USING THE INFORMATION —
**A)** In the parenting column, which two family members has the writer's daughter been missing over the summer, and why?
**B)** Rewrite the paragraph of the parenting column that begins "My daughter is also experiencing" as a short bulleted list that keeps its main facts.

::: READING TEXT :::

I knew he would thrive, and that’s why I wanted him to go. Yet I can’t bear that he’s out of my sight so much that I obsess over the computer screen for any possible photographic proof that he’s doing okay without me.

Believe me, I fully see the irony in all of that.

My daughter is also experiencing her own version of separation, which sadly comes in the form of separation anxiety. She’s spent a lot of the summer missing two very important people, with her brother away at camp and my husband travelling quite a bit for work. As a result, my girl has become pretty darn clingy. She cries just about any time I leave her, and getting time and space to write these columns, take a shower or make a phone call has become something needing a great deal of tactical, advance planning.

Which brings out that inner conflict:  I miss the peace and quiet and solitude when my kids are there, and yet it’s them I miss when they’re away.

With Back-to-School time coming up in just a few short weeks, I know lots of parents are feeling those same mixed emotions. Two years ago, when I wrote about the rumored possibility of full-day kindergarten, some parents disagreed with my hopes that the rumors were true, saying they preferred to spend more time with their little ones. I wondered:  Did it make me less maternal that I didn’t feel the same way?

::: GIVEN DATA :::

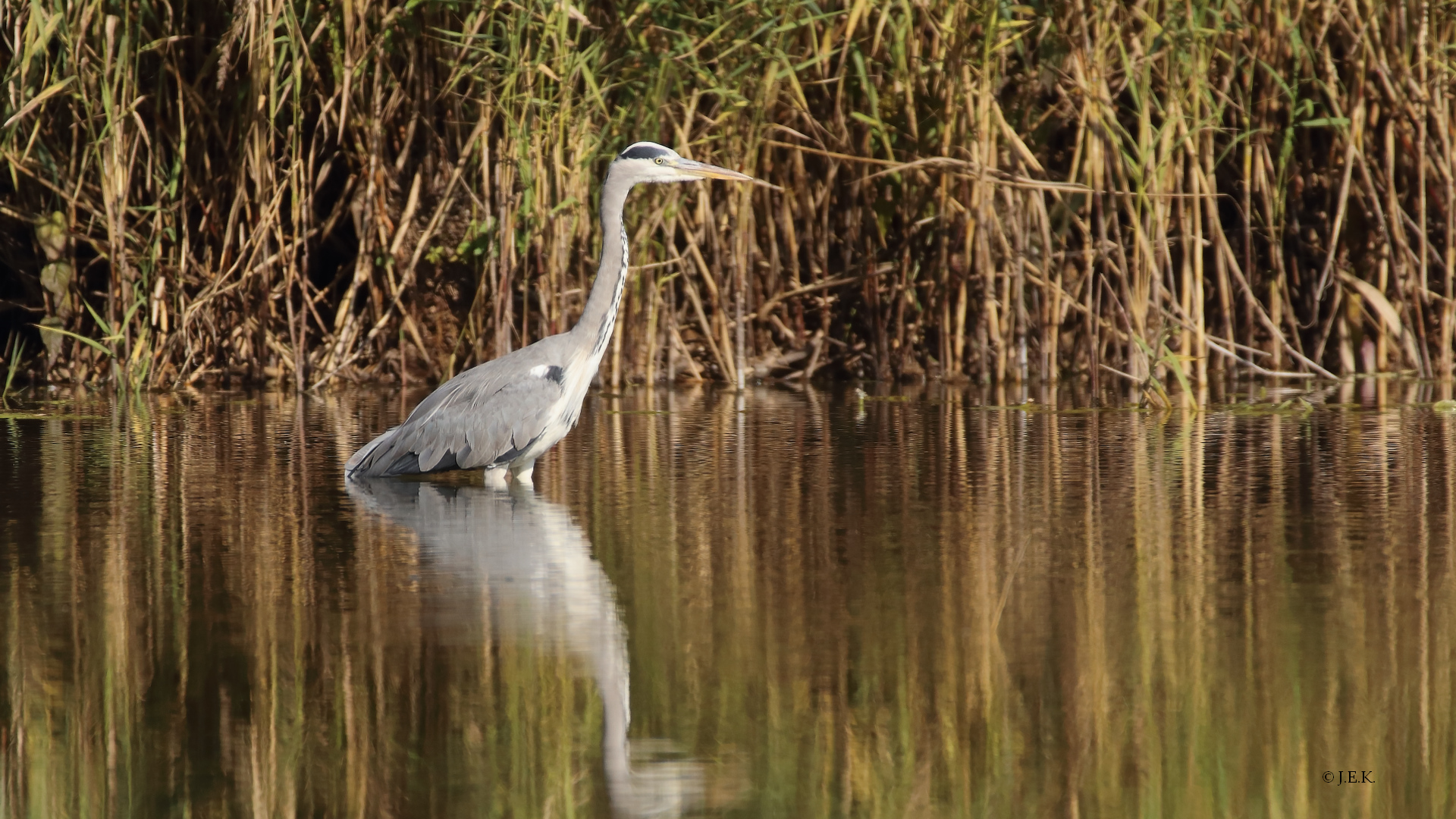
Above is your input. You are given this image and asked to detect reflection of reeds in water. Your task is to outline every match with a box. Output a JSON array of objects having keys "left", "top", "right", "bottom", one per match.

:::

TASK RESULTS —
**A)** She has been missing her brother, who is away at camp, and the writer's husband, who has been traveling frequently for work.

**B)**
- The writer's daughter is experiencing separation anxiety.
- She has spent much of the summer missing her brother, who is at camp, and the writer's husband, who has been traveling often for work.
- As a result, she has become very clingy and cries nearly every time the writer leaves her.
- Finding time and space to write columns, shower, or make a phone call now requires careful advance planning.